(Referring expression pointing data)

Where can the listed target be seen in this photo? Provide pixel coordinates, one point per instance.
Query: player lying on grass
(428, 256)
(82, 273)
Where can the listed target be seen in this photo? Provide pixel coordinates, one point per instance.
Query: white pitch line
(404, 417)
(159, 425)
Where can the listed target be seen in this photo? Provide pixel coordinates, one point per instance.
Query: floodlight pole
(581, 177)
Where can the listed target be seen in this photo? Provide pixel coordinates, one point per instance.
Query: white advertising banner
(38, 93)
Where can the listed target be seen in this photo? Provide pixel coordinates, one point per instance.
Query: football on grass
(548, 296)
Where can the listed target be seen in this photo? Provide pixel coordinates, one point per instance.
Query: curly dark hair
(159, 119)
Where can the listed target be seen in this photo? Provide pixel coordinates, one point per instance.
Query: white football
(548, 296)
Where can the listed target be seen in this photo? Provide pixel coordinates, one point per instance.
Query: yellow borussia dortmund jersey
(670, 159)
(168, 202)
---
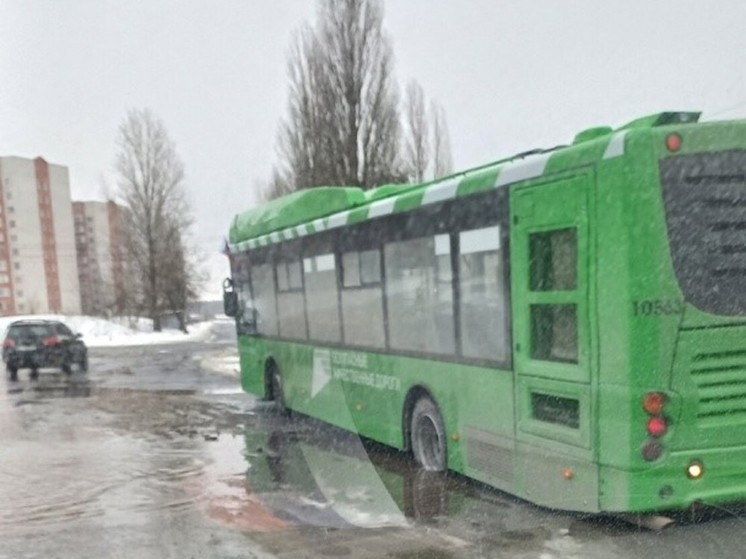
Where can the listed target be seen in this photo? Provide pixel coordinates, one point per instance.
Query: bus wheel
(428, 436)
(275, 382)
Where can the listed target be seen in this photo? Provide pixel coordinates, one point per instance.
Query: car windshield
* * *
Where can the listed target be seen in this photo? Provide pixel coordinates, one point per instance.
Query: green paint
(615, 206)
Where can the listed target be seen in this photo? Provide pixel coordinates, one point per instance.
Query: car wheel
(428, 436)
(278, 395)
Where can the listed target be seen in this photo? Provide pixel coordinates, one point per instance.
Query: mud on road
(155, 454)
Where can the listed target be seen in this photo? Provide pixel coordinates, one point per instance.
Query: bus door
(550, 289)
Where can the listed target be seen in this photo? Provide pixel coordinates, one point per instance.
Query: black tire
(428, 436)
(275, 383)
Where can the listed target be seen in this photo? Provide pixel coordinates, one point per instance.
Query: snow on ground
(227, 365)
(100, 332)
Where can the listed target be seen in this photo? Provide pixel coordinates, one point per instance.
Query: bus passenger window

ACTIVITY
Set down exactly the lines of the data above, beginning with the line that has "Query: bus door" and ending with the line that has "Query: bus passenger window", and no others.

RESPONSE BELOW
Query: bus door
(550, 289)
Where can the listed target be seen in this photo? Provide pixel coordinates, one point per instance.
Query: black tire
(428, 436)
(275, 383)
Where can the listed target be seen in this photo? Provide pixel coordinates, one point per instance.
Query: snow on ground
(227, 365)
(100, 332)
Where can the listed target be seen in this photo? Provide pixel coordinates, one point per instance.
Query: bus passenger window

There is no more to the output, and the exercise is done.